** Opening Material for the task block **

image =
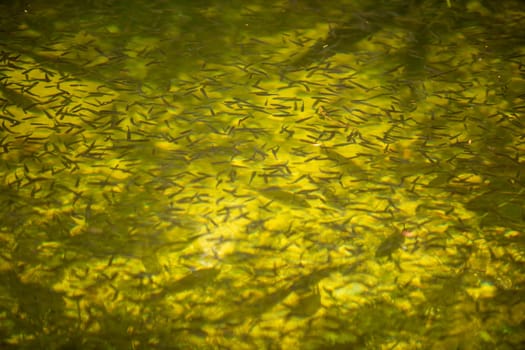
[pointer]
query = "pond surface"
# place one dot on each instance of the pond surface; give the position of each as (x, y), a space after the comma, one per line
(262, 175)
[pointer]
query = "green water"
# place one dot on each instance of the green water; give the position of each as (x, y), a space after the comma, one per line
(262, 175)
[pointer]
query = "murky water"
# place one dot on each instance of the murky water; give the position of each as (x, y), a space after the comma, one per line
(272, 175)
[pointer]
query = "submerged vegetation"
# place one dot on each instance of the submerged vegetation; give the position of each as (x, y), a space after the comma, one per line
(292, 174)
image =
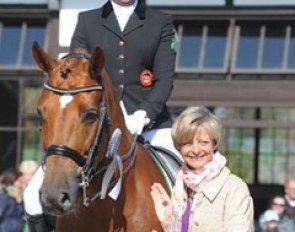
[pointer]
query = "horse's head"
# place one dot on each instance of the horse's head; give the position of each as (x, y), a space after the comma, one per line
(72, 110)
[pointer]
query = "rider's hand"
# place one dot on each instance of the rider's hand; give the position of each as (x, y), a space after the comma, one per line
(163, 205)
(136, 121)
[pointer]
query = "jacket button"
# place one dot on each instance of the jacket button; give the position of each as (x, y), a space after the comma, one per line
(121, 71)
(121, 56)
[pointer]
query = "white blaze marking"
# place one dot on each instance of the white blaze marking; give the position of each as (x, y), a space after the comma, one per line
(64, 100)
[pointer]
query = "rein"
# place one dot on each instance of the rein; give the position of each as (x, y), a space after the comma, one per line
(88, 165)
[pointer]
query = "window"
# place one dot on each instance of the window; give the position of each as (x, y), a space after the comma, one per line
(236, 47)
(16, 40)
(248, 139)
(202, 46)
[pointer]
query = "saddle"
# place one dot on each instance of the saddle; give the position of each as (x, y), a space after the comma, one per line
(168, 162)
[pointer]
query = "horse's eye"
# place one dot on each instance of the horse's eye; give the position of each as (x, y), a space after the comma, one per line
(89, 116)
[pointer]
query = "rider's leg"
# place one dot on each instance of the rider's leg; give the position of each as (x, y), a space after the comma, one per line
(37, 221)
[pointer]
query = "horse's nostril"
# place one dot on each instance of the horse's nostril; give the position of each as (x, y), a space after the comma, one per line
(65, 200)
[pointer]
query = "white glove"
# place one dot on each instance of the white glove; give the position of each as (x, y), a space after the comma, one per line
(136, 121)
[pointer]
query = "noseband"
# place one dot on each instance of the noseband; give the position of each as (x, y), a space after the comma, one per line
(88, 165)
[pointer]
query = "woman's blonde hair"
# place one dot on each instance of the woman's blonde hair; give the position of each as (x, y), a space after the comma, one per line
(190, 120)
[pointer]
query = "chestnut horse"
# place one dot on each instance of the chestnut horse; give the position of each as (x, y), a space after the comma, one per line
(97, 177)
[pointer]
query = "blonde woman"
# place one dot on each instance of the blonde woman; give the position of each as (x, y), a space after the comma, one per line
(207, 196)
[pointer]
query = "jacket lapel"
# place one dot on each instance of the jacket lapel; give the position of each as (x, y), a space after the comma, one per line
(133, 23)
(109, 19)
(112, 24)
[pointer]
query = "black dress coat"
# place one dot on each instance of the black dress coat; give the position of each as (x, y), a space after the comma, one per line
(145, 44)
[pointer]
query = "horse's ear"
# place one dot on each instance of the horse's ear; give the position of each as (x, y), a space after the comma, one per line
(42, 59)
(96, 62)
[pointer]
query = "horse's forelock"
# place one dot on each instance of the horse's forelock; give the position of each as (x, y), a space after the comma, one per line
(70, 63)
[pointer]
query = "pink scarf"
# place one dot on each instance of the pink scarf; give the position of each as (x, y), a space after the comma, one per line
(196, 181)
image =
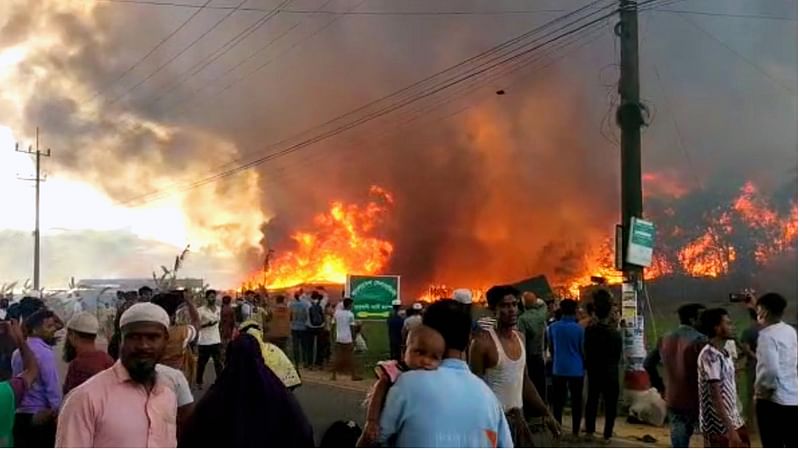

** Closing Material for the task block **

*Task requirements*
Give back the whole listing exactly as it stands. No pictures belong in the copy.

*Task answer*
image =
[pointer]
query = "pond surface"
# place one dot on each instance of the pond surface; give the position of each as (x, y), a space after the comma, one per line
(262, 175)
[pointer]
query = "green water"
# place one dot on each instance of the green water; give the position of each as (x, y), a space after the comma, one per line
(262, 175)
[pointer]
query = "murky water"
# place one dot on each instance of the murky water; give the position of each as (x, y), a space after the comma, one per line
(272, 175)
[pointer]
query = "submerged vegetation"
# place one dot on each instance of the submerged vegetation; give the position of each as (x, y), a space after the comma, one per line
(292, 174)
image =
[pointer]
query = "horse's head"
# place one dot on each instance of the horse's head; give the position of each as (x, y), a space after the comma, one per line
(72, 110)
[pointer]
query = "rider's hand"
# place one dot on each instance of the rider's hand; give the position of each as (x, y), a space after the comma, one per line
(163, 205)
(136, 121)
[pointer]
query = "jacket button"
# place one dot on each instance of the jacket button; give the position of each as (x, y), a space after the comma, one per line
(121, 71)
(121, 56)
[pointer]
query = "white blaze marking"
# place one dot on each instance of the white blaze marking; give the position of each as (x, y), a space after the comma, one per line
(64, 100)
[pointer]
query = "rein"
# place one dot on each instance of the rein; give the position of each as (x, y), a space after the comma, one per line
(88, 165)
[pointer]
query = "window"
# place one dot on each instance of the window; give the position of each as (x, y), a space after the comma, one per line
(236, 47)
(16, 40)
(248, 139)
(202, 46)
[pointer]
query = "saddle"
# place one dot on each instance of the saddle; give the position of each as (x, y), a space after the comma, one per line
(168, 162)
[pointer]
query = "horse's eye"
# place one dot on each instance of the horse's eye; give the position of each as (x, y), a space after the comma, one per line
(89, 116)
[pointer]
query = "rider's leg"
# place one dot on each instance of the rider's leg; give the position of each as (x, y), a space after the comma, one per line
(37, 221)
[pointer]
query = "horse's nostril"
# place one dot on each instance of the horse's nostril; give the position of each as (x, y), a space after the comma, one per line
(65, 200)
[pointer]
query = "white glove"
# place one dot on each instance of the white glove; give the position of each as (x, y), a space after the comma, one per line
(136, 121)
[pointer]
query = "noseband"
# place one dot on each instance of the noseband; give the position of each as (x, y), a space after the comma, one per line
(88, 165)
[pointer]
query = "woman's blonde hair"
# place one dot on each instance of the woman's blonde hair; give the position of each as (x, y), a space after the comma, one per line
(190, 120)
[pointer]
query = "chestnut horse"
# place one dot on each instance of the chestnut horse; give the position of each as (x, y), a space after the comma, one per line
(97, 177)
[pointer]
query = "blonde woman"
# place one dot on each instance of the blonde woman; give the position of each as (x, y), a space after the comma, one per line
(207, 196)
[pointer]
query = "jacket lapel"
# place one dot on each instance of the jacket lapel; give the position of each as (x, y), a space after the comma, one per line
(133, 23)
(109, 19)
(112, 24)
[pointer]
query = "black dress coat"
# place one dot on each instance of the black dress coat; give the position of each as (x, y), a space after the comma, one per line
(145, 44)
[pointer]
query = "horse's ear"
# place one dot on each instance of the horse's ear; give the position of each as (x, y), a space after the comma, one per line
(42, 59)
(96, 62)
[pointer]
query = "horse's forelock"
# place one dot on each instance of the horse's forelock; give the position of each as (x, y), a space after the comma, one per line
(70, 63)
[pointer]
query = "pink scarf"
# place one dot on each instance of the pink scarf; give the position of each as (x, y), a space after the comma, one per line
(196, 181)
image =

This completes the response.